→ How to complete this task:
What is needed is each line of the data below that holds the string "wood".

→ Saved entries:
☆ ☆ ☆
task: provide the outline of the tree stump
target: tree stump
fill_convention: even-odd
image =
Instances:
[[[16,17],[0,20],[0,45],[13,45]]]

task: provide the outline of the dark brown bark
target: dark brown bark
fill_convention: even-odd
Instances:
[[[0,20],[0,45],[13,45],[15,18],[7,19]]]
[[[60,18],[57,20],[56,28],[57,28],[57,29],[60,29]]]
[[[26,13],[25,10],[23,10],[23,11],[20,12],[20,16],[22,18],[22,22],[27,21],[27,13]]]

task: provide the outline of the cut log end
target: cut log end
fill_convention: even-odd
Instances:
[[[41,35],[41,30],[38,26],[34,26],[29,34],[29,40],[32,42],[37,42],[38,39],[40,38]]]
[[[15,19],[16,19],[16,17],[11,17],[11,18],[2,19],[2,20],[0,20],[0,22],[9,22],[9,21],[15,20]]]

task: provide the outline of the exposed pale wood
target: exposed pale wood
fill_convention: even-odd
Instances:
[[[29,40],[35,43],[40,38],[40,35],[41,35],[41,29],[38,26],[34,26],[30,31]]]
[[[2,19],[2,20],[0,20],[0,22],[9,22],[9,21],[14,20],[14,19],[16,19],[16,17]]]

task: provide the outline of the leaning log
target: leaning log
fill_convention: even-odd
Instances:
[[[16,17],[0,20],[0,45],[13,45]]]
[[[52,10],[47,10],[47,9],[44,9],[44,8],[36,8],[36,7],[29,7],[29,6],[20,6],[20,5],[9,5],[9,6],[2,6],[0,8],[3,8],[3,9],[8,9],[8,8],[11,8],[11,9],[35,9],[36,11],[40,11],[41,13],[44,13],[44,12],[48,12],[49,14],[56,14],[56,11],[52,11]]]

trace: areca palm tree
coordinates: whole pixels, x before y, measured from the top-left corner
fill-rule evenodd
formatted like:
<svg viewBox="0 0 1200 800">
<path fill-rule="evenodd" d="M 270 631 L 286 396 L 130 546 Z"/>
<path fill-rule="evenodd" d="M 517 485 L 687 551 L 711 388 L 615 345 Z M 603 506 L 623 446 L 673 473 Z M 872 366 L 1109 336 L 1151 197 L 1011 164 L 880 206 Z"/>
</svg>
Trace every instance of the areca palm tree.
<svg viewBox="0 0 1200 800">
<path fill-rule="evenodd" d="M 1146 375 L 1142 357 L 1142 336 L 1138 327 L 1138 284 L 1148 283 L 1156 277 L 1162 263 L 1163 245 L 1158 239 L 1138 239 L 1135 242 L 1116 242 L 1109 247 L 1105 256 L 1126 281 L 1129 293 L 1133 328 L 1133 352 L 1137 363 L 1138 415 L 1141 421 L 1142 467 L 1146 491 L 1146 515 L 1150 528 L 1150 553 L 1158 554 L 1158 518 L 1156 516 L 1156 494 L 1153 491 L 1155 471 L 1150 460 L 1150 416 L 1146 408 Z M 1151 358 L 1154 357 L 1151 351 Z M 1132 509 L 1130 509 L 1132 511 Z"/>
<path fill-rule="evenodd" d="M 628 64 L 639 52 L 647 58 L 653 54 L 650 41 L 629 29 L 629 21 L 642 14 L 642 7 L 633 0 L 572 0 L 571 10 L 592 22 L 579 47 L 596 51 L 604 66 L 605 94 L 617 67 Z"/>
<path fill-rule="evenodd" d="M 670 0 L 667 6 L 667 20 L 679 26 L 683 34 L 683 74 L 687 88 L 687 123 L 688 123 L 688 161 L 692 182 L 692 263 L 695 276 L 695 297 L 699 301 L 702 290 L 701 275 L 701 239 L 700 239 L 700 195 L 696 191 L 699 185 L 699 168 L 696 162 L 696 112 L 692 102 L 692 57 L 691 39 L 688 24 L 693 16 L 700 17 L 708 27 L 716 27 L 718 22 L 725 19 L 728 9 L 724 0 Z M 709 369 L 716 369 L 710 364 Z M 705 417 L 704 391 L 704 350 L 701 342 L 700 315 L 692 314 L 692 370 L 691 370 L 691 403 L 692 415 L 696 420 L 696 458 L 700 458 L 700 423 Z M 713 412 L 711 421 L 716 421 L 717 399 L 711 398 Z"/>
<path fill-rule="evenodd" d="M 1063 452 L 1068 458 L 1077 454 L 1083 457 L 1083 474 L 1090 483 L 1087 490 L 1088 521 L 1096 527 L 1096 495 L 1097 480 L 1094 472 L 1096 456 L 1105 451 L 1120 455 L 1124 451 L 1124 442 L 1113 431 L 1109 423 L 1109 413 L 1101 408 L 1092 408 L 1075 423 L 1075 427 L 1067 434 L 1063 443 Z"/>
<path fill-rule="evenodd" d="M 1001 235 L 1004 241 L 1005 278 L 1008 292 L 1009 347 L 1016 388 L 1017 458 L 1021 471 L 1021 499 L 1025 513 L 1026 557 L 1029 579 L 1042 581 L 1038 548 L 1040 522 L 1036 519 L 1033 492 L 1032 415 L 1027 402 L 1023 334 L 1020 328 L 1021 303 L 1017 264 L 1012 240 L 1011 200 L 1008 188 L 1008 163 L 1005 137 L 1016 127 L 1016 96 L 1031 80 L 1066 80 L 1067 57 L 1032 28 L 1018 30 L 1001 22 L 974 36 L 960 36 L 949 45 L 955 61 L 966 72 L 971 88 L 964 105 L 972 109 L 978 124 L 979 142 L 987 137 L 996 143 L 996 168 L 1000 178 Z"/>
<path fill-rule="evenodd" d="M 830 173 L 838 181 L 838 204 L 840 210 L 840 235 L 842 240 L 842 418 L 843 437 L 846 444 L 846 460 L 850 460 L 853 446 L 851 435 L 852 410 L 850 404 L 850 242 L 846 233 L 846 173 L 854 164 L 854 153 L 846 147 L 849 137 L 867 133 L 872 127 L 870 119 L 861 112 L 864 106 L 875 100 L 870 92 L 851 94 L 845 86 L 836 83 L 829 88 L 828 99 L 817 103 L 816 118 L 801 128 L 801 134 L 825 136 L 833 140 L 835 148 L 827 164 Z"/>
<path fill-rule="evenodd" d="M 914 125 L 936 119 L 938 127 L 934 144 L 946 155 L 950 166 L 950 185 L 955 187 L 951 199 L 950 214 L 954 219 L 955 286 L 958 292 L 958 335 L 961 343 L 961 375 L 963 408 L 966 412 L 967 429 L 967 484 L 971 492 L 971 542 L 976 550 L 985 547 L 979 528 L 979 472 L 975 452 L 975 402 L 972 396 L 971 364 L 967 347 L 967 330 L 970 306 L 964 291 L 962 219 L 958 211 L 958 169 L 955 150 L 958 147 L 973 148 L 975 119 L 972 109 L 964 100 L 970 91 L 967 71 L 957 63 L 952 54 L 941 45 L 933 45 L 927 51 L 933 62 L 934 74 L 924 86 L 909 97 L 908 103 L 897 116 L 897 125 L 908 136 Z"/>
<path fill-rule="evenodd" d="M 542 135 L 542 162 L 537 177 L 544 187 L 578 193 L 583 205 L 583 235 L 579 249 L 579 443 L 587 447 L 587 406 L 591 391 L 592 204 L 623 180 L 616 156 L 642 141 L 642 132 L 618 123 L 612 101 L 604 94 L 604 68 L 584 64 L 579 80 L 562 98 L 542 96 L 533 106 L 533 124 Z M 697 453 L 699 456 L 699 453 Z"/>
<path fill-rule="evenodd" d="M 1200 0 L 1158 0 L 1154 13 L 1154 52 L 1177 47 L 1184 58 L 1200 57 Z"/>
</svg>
☆ ☆ ☆
→ Written reply:
task: provide the outline of the exposed pale wood
target: exposed pale wood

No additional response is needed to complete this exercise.